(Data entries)
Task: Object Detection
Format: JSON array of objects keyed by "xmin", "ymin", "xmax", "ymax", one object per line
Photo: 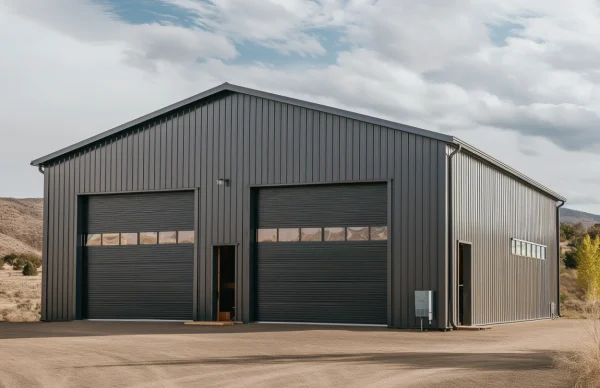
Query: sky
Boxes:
[{"xmin": 0, "ymin": 0, "xmax": 600, "ymax": 214}]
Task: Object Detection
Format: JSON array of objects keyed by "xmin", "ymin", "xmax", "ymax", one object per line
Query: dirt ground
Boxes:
[{"xmin": 0, "ymin": 319, "xmax": 586, "ymax": 388}]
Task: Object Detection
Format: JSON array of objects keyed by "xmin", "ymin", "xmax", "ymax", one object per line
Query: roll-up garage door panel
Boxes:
[
  {"xmin": 84, "ymin": 192, "xmax": 194, "ymax": 320},
  {"xmin": 257, "ymin": 183, "xmax": 387, "ymax": 228},
  {"xmin": 86, "ymin": 191, "xmax": 194, "ymax": 233},
  {"xmin": 255, "ymin": 184, "xmax": 387, "ymax": 324}
]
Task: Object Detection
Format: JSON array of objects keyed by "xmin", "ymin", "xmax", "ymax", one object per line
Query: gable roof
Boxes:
[{"xmin": 31, "ymin": 82, "xmax": 566, "ymax": 201}]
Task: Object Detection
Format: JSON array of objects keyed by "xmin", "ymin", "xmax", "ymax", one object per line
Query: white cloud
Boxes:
[{"xmin": 0, "ymin": 0, "xmax": 600, "ymax": 213}]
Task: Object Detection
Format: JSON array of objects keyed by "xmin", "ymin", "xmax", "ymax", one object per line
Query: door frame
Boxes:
[
  {"xmin": 211, "ymin": 243, "xmax": 239, "ymax": 321},
  {"xmin": 456, "ymin": 240, "xmax": 473, "ymax": 326}
]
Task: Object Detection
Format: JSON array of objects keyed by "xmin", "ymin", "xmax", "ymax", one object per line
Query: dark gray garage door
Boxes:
[
  {"xmin": 84, "ymin": 192, "xmax": 194, "ymax": 320},
  {"xmin": 255, "ymin": 184, "xmax": 387, "ymax": 324}
]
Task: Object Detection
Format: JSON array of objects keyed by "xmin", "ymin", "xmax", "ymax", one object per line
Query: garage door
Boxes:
[
  {"xmin": 84, "ymin": 192, "xmax": 194, "ymax": 320},
  {"xmin": 255, "ymin": 184, "xmax": 388, "ymax": 324}
]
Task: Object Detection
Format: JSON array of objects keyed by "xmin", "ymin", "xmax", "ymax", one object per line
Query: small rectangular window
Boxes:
[
  {"xmin": 102, "ymin": 233, "xmax": 119, "ymax": 246},
  {"xmin": 177, "ymin": 230, "xmax": 194, "ymax": 244},
  {"xmin": 346, "ymin": 226, "xmax": 369, "ymax": 241},
  {"xmin": 158, "ymin": 232, "xmax": 177, "ymax": 244},
  {"xmin": 121, "ymin": 233, "xmax": 137, "ymax": 245},
  {"xmin": 323, "ymin": 228, "xmax": 346, "ymax": 241},
  {"xmin": 300, "ymin": 228, "xmax": 323, "ymax": 241},
  {"xmin": 85, "ymin": 233, "xmax": 102, "ymax": 247},
  {"xmin": 371, "ymin": 226, "xmax": 387, "ymax": 240},
  {"xmin": 140, "ymin": 232, "xmax": 158, "ymax": 245},
  {"xmin": 256, "ymin": 229, "xmax": 277, "ymax": 242},
  {"xmin": 278, "ymin": 228, "xmax": 300, "ymax": 242}
]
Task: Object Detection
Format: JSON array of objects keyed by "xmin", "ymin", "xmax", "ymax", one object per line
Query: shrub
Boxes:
[
  {"xmin": 563, "ymin": 250, "xmax": 577, "ymax": 269},
  {"xmin": 23, "ymin": 262, "xmax": 37, "ymax": 276},
  {"xmin": 577, "ymin": 235, "xmax": 600, "ymax": 301},
  {"xmin": 3, "ymin": 253, "xmax": 42, "ymax": 271},
  {"xmin": 554, "ymin": 303, "xmax": 600, "ymax": 388}
]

Set task
Collect each line of the records above that contains the string "Query", and list those lines unchanged in their original order.

Response to this exercise
Query: sky
Query: dirt ground
Query: roll-up garage door panel
Query: gable roof
Query: white cloud
Query: door frame
Query: dark gray garage door
Query: garage door
Query: small rectangular window
Query: shrub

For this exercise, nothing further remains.